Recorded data
^^^^^^^^^^^^^^^^
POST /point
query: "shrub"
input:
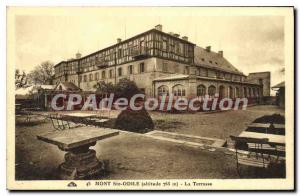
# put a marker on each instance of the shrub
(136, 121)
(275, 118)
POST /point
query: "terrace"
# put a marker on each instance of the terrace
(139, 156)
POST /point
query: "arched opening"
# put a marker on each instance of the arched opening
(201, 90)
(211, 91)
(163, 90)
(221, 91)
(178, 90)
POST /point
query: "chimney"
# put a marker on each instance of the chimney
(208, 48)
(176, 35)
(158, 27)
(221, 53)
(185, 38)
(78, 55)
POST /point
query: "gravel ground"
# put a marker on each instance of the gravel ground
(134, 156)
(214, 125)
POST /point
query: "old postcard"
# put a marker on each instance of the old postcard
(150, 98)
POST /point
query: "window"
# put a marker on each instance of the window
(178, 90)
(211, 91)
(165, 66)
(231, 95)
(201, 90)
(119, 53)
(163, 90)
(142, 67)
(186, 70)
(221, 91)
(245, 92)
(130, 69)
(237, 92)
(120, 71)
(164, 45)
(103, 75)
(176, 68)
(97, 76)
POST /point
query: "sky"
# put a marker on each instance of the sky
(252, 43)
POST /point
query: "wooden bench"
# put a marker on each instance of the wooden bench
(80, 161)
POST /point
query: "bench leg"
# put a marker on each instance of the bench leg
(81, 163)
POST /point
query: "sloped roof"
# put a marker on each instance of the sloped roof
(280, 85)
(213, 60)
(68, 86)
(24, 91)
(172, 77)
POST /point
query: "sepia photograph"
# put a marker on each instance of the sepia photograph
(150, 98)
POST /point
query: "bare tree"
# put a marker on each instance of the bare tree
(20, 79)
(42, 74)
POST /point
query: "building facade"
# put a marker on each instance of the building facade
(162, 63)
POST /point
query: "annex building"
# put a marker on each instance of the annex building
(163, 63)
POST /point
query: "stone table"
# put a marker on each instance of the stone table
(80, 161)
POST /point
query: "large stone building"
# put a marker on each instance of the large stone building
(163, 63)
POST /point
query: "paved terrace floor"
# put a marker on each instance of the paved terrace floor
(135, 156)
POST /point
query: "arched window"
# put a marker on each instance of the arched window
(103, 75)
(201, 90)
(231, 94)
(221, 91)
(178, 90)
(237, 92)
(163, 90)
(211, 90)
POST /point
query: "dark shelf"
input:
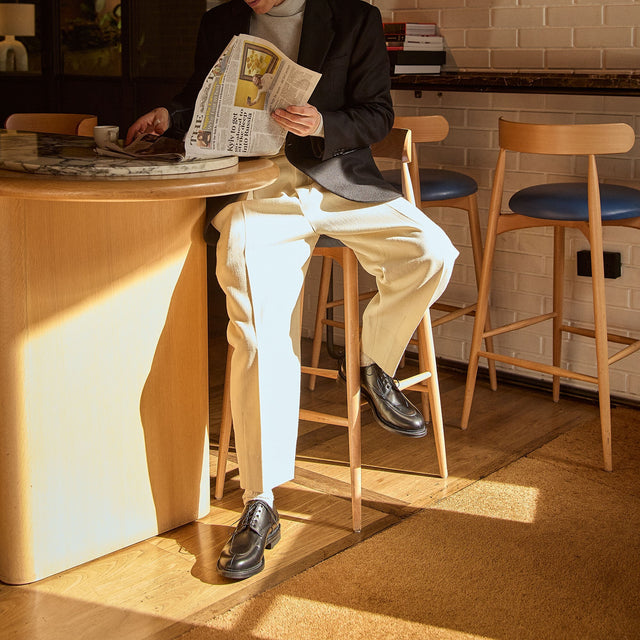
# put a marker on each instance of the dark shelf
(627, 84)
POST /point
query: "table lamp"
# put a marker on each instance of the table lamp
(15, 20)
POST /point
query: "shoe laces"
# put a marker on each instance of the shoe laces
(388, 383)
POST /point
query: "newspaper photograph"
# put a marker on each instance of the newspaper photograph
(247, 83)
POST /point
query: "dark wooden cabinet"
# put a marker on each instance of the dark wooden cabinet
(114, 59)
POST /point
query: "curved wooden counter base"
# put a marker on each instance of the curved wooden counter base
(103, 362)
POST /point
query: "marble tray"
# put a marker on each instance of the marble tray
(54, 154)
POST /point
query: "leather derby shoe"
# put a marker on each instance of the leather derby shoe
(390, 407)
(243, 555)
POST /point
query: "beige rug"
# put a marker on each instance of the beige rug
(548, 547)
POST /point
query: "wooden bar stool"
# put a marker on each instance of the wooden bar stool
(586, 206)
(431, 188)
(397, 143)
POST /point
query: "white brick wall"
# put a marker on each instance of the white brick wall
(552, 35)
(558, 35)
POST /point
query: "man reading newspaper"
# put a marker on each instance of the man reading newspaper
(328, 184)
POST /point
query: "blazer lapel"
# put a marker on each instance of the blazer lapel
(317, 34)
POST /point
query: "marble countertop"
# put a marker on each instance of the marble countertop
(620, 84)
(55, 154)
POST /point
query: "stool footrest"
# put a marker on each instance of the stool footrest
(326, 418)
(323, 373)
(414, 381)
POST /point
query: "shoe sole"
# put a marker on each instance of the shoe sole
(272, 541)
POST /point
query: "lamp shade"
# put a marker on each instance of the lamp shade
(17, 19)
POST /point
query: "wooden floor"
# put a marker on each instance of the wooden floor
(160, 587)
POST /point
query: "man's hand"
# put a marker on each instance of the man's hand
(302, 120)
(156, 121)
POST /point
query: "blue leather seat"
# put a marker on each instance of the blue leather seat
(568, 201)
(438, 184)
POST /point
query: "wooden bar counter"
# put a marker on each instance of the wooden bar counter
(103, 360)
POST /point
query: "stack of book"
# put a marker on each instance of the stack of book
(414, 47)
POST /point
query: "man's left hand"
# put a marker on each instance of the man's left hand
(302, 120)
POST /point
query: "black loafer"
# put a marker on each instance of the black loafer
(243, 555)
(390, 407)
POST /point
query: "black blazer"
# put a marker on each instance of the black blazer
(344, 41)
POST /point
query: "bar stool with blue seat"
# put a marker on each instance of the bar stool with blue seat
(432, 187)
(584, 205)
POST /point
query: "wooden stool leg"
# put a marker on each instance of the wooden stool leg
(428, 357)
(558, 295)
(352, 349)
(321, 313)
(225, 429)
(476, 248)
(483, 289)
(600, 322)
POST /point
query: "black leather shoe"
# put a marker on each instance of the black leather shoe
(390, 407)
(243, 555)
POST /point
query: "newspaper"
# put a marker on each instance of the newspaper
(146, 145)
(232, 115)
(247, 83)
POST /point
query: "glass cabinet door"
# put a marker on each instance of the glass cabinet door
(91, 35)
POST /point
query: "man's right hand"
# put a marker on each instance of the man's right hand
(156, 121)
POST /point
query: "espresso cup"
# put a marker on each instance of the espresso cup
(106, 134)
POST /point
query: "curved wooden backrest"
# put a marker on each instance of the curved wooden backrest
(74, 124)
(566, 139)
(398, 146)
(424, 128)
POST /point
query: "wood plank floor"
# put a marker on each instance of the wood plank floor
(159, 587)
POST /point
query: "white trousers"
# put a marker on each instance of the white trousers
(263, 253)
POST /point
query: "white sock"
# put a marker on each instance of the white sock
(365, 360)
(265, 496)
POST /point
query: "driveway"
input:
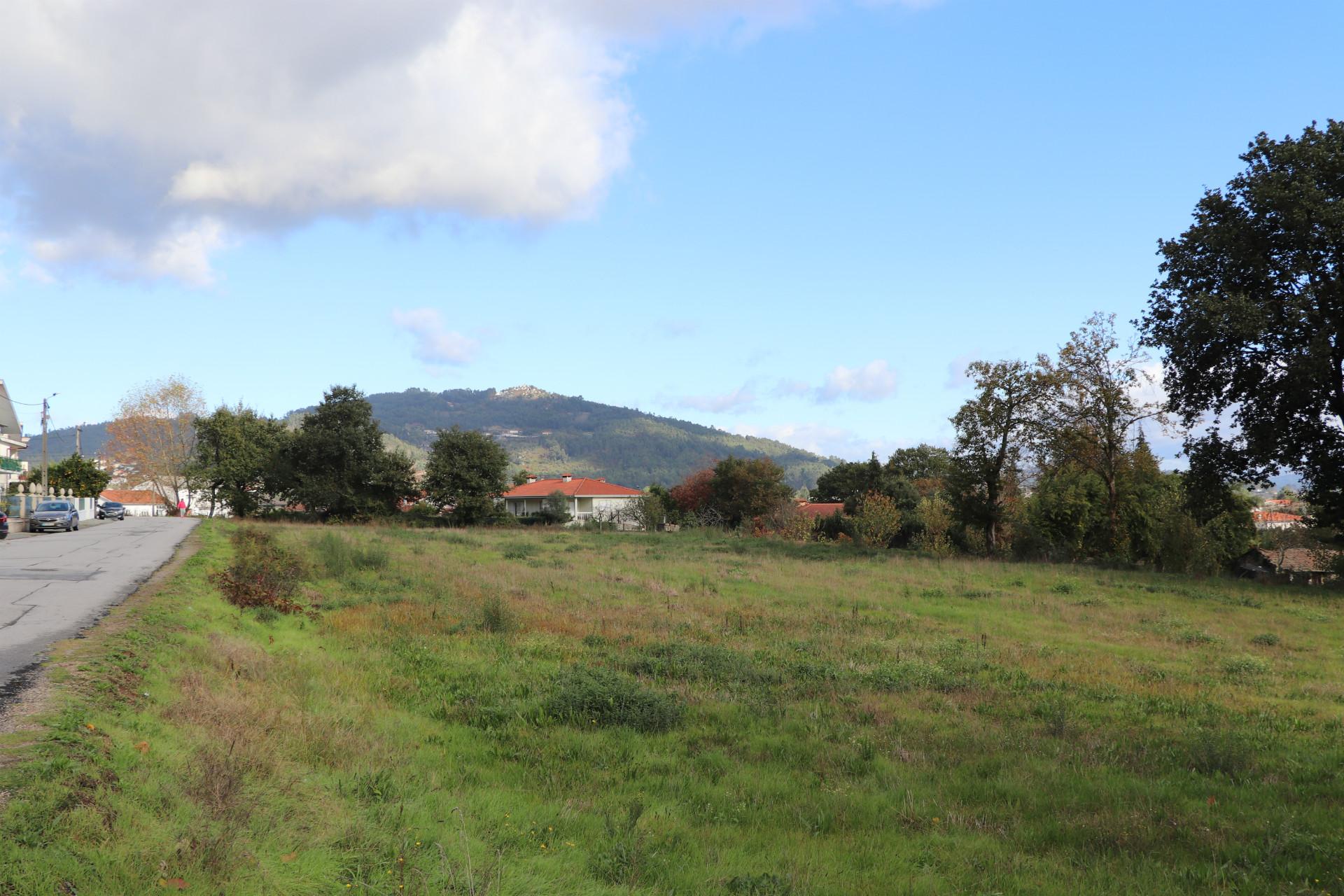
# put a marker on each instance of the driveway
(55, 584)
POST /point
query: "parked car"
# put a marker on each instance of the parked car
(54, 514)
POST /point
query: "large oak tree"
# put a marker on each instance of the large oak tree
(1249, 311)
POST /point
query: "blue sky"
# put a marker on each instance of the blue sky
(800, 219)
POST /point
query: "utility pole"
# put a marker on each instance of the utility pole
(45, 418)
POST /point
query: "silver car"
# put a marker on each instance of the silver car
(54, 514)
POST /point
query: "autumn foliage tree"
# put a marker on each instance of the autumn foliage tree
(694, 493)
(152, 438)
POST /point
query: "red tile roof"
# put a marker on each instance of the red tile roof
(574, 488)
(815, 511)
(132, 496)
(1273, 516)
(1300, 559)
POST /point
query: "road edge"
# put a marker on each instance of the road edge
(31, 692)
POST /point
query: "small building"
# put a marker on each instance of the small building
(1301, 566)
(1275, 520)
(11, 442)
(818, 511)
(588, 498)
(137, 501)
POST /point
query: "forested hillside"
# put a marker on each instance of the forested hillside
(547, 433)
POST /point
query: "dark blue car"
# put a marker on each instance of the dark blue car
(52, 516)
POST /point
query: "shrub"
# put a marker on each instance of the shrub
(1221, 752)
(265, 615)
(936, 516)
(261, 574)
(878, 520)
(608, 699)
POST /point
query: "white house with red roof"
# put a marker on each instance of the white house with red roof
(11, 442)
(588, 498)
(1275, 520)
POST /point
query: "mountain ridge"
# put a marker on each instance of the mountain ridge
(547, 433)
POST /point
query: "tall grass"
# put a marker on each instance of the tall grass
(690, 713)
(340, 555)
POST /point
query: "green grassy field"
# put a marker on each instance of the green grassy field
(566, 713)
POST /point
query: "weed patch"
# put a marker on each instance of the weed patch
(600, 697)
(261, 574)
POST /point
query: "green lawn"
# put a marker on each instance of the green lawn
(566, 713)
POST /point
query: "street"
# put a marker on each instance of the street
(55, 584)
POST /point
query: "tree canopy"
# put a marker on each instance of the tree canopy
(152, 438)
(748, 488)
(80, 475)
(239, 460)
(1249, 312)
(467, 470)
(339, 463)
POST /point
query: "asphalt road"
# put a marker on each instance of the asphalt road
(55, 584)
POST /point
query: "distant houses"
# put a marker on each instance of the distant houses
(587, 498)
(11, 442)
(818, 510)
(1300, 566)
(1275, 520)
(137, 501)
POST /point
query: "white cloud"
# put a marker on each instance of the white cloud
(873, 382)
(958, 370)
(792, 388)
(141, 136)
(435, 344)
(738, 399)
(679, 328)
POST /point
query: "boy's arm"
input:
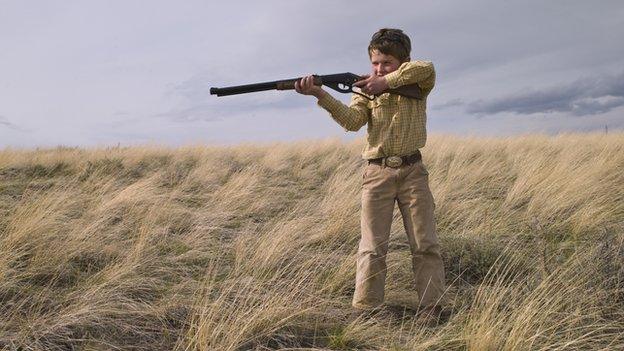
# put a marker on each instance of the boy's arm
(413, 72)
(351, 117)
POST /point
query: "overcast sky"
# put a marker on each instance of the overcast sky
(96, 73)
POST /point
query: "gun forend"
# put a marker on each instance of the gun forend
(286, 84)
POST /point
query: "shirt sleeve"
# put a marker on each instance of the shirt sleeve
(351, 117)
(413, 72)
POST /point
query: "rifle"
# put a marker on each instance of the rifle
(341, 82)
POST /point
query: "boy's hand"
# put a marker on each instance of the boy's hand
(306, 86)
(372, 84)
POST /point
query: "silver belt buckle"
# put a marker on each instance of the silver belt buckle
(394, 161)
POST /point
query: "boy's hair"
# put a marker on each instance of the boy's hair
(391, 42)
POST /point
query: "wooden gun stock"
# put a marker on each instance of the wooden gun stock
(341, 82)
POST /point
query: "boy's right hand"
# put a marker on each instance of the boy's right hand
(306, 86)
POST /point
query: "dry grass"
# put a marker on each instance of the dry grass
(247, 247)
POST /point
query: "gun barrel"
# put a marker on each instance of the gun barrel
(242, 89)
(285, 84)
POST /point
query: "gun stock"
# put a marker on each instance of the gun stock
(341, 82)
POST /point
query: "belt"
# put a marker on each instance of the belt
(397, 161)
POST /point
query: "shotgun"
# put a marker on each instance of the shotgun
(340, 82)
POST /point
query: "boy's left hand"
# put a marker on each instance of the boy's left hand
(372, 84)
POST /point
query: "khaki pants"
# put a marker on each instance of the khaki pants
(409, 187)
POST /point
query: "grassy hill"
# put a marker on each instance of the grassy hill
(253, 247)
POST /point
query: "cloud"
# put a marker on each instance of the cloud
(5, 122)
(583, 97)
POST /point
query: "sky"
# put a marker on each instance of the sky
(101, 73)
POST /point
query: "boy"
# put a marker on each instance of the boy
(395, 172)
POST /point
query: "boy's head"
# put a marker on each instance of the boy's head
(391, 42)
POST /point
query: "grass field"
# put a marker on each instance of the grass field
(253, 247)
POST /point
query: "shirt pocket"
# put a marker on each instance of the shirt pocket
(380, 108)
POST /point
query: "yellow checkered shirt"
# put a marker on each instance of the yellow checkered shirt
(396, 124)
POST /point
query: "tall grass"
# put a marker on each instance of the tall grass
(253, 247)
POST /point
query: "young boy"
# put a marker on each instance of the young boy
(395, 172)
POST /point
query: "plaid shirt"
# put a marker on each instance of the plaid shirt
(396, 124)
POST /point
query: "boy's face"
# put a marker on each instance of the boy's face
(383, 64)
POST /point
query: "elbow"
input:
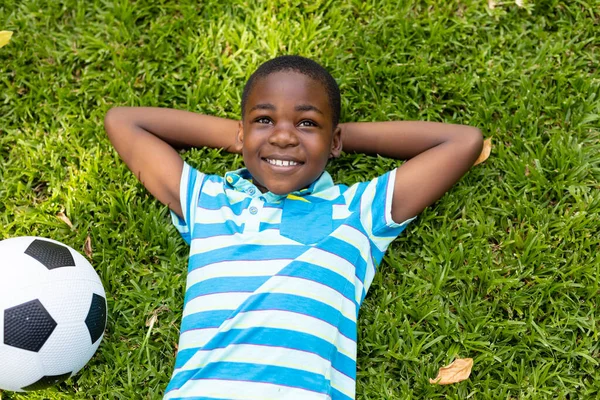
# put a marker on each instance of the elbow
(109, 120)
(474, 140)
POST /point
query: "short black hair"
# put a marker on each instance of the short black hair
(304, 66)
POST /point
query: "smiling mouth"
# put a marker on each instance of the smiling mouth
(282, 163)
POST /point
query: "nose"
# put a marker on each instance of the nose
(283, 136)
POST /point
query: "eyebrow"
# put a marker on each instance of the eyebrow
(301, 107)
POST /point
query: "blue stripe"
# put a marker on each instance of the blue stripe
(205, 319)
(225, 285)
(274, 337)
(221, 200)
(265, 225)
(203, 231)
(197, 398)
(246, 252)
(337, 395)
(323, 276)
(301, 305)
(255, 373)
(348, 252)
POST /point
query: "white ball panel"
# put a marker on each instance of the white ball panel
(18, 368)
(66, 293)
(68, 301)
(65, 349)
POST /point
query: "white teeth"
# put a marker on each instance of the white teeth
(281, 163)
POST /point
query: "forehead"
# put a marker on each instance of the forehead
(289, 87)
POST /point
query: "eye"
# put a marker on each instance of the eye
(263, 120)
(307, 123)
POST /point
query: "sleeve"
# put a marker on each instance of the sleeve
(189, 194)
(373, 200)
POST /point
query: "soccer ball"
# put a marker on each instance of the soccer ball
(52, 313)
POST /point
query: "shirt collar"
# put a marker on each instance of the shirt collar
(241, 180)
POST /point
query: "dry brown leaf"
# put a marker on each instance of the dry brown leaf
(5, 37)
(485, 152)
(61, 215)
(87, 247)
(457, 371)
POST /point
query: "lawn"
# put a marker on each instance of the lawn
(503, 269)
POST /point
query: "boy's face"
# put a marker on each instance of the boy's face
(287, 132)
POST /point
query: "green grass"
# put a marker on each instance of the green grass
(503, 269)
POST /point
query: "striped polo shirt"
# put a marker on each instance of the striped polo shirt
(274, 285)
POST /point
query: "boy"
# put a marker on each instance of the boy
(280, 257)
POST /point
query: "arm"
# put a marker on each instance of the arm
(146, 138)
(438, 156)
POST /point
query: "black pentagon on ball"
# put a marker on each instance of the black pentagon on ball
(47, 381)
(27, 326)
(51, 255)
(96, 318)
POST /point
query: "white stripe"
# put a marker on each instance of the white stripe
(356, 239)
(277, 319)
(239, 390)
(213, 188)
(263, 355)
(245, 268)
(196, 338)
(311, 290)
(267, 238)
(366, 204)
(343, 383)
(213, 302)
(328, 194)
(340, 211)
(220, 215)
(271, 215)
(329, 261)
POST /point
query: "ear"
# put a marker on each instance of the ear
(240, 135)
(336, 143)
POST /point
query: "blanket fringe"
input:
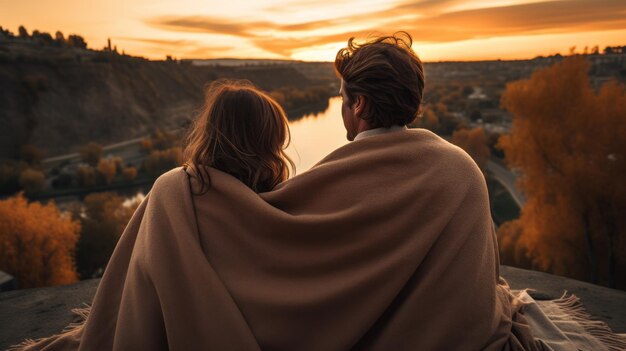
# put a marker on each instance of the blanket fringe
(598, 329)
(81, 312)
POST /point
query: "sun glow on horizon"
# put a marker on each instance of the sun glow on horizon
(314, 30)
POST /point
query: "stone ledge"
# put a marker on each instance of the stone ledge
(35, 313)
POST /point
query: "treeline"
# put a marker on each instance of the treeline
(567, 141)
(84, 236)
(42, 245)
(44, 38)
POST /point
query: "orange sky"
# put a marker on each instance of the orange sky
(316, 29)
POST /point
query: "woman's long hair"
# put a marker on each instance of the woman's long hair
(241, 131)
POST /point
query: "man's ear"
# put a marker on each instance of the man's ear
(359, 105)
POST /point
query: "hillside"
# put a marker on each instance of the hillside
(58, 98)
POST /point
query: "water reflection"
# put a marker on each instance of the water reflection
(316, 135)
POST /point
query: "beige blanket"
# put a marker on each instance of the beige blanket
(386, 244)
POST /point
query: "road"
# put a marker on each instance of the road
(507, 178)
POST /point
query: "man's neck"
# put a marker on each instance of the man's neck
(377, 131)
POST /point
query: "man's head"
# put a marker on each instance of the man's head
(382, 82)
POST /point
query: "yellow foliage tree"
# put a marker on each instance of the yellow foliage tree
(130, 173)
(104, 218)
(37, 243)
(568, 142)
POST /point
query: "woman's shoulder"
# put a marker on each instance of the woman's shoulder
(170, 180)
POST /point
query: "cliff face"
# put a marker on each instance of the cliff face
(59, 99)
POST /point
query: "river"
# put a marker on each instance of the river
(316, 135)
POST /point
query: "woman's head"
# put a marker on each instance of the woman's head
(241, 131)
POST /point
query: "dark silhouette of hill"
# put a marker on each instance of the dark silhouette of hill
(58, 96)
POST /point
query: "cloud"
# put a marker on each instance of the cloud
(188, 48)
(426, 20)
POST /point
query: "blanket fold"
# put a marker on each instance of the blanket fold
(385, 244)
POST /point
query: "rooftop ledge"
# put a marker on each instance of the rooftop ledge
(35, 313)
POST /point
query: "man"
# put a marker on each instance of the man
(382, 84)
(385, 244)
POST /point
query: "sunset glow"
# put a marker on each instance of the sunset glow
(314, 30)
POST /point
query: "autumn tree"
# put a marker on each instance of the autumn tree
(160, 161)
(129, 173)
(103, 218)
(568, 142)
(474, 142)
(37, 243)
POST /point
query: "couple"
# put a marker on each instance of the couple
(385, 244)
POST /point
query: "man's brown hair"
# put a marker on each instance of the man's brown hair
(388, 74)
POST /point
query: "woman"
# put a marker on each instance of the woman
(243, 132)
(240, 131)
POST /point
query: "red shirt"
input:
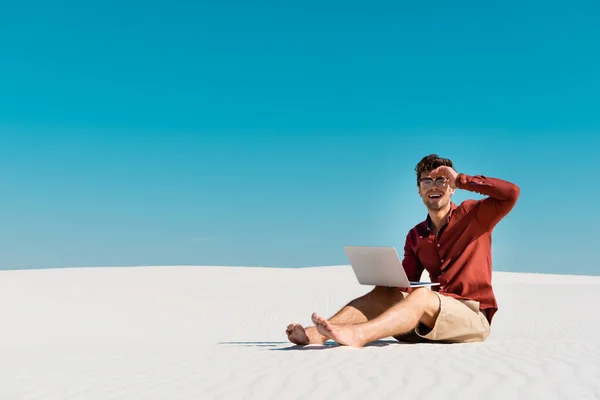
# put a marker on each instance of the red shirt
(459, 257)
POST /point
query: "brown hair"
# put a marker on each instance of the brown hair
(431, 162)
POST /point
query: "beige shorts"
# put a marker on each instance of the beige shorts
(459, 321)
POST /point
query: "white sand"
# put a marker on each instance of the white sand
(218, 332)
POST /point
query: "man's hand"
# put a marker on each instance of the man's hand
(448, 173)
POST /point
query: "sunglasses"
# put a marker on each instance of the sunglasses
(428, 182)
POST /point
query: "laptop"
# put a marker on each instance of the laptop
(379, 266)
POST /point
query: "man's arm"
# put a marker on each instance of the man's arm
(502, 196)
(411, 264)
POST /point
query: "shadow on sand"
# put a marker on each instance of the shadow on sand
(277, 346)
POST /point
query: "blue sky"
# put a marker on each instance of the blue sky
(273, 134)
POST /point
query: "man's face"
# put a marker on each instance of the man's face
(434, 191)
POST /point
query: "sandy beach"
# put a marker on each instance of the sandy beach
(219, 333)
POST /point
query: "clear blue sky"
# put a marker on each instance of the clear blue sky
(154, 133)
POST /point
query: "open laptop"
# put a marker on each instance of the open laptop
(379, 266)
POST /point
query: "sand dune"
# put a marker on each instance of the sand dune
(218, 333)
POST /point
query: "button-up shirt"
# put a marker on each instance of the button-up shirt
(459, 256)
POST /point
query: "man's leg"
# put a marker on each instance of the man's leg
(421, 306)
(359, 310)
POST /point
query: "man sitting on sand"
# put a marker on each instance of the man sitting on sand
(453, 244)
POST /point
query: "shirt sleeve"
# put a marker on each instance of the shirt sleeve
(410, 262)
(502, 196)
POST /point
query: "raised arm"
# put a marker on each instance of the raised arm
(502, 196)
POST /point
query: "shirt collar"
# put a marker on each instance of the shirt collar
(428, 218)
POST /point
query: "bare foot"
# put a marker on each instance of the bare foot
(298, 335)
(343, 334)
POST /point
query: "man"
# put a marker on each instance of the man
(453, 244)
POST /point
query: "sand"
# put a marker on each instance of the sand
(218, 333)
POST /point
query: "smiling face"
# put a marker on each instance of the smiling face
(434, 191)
^^^^^^^^^^^^^^^^
* [What is required] Which lines in the entries above contain the string "silhouette"? Pick out each one, with uppercase and lowercase letters counted as different.

* [Task response]
query: "dark silhouette of hill"
# put a marker on each instance of the dark silhouette of hill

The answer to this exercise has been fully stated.